### WHAT TO WORK ON
In the congee recipe, how long can leftovers be kept in the fridge?

### PASSAGE PROVIDED
Foundations of Nourishment: Congee

As most patients of our clinic know, the one dietary recommendation that always comes up from our practitioners is congee. Congee is a form of rice porridge which is present in almost every Asian country and every family has their own recipe. These recipes can be simplistic and nourishing (as the one I will share with you) all the way to extravagant and luxurious (check out seafood congee).

The reason I decided to create this post is that the sheer variety and range of congee makes it difficult to provide patients with reliable recipe so I figured why not share my family version with you?

Please keep in mind I am in no way a chef nor do I have the range of knowledge to speak of ingredient substitution nor even proper measurements. Everything is done by eye as my amazing mother taught me.

So in the immortal words of Iron Chef Chairman Kaga: Allez Cuisine!

Step 1: Gather half a bowl of jasmine rice, this will yield enough for 3 -4 bowls of congee.

Humble yet amazing Jasmine Rice

Step 2: Add rice to a pot of your choosing, I used a small to medium one but a larger one can be easier for beginners.

Unwashed rice in a Small-Mid sized pot.

Step 3: Wash the rice three times (add water, massage the rice in the water, empty water from the pot but keep the rice). Fill the pot up a fourth time and have the water between 1-2cm above the top of the rice; this will vary depending on your pot size but do not stress as more water can be added later if needed.

Cleaned three times and filled to 2cm above rice line.

Step 4: Bring to boil (cover the pot if you want to save time; remove lid once boiling) and add a quarter teaspoon of high quality salt, I use pink Himalayan rock salt but any quality salt works. Turn to a low or medium heat then skim off any excess that rises to the top, this will likely need to be done about three times. Allow everything to simmer uncovered for 15-20 minutes and if you notice the water is receding too much (you see more rice than water) then add boiling water until the rice is covered again – please note it MUST be boiling water at this point.

Skim the excess and reduce the heat.

Step 5: Cooking time is a minimum 15 minutes but if you can leave it on a low heat for about 30 minutes then the rice will break further apart for better effect. End product should have a thin layer of gruel (cooked rice water) on top.

You can see how much water has receded for this end product.

Step 6: Serve the congee! As mentioned there are endless possibilities for ingredients but the image is how I prefer my congee – the greens of the spring onion. Flavor will be bland (that is the purpose and part of the therapeutic benefit) so feel free to add some soy sauce and also some white pepper if you enjoy a bit of a kick.

Thanks Mum!

And there we have it, my family recipe for congee. It is something that is best eaten at breakfast but if you have digestive issues then having it three times a day is perfectly fine. Congee has always been easy on the stomach and a natural food for recovery.

Any left overs should be allowed to cool and placed in an air tight container in the fridge for up to three days. Place them in serving sized air tight containers and reheat them in the microwave for a quick and easy meal.

Give it a try and find your own unique variations; happy cooking.

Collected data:
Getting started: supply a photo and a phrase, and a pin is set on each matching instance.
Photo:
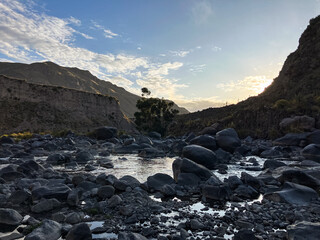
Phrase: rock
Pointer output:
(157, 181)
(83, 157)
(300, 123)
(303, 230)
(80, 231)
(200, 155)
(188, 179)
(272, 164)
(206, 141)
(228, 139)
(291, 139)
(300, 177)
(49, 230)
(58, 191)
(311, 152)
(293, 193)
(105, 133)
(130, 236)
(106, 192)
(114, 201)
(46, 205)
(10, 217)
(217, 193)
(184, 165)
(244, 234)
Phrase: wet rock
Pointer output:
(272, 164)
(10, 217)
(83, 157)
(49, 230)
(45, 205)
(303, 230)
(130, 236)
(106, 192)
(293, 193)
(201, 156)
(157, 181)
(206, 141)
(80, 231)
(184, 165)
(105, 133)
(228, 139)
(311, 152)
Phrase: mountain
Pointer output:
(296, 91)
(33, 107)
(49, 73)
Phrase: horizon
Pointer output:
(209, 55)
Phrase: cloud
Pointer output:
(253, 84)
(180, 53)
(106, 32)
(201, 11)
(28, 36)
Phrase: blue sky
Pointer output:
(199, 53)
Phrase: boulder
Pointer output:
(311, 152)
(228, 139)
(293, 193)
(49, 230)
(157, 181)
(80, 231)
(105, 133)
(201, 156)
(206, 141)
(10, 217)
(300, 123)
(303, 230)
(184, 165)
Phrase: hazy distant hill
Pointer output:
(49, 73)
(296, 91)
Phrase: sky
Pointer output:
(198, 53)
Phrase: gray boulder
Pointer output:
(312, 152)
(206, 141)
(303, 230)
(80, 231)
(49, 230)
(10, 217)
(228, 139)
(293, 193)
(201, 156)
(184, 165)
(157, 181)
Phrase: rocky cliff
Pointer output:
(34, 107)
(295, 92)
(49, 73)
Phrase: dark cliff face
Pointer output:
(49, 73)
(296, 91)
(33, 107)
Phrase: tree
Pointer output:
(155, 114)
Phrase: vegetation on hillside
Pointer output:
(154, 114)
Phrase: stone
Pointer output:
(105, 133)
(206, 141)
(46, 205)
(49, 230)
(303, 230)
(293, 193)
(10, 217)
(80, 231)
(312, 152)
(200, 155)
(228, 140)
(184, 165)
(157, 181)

* * *

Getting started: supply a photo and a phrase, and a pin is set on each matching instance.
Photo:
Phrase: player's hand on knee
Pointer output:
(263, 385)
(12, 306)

--

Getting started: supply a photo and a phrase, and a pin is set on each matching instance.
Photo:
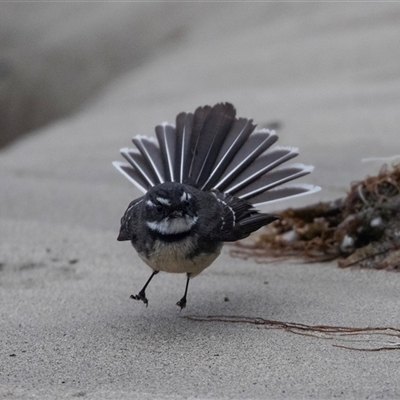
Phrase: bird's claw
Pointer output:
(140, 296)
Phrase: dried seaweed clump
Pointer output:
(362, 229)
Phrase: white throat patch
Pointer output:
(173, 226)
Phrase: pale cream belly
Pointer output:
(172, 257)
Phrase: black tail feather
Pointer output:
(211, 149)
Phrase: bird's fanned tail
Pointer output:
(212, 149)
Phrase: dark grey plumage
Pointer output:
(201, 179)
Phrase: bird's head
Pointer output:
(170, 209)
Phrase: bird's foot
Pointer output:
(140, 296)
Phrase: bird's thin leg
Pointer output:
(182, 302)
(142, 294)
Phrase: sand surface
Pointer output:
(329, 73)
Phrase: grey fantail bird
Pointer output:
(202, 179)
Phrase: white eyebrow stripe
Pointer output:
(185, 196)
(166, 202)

### RESPONSE TO THE TASK
Up to three days, in an air tight container.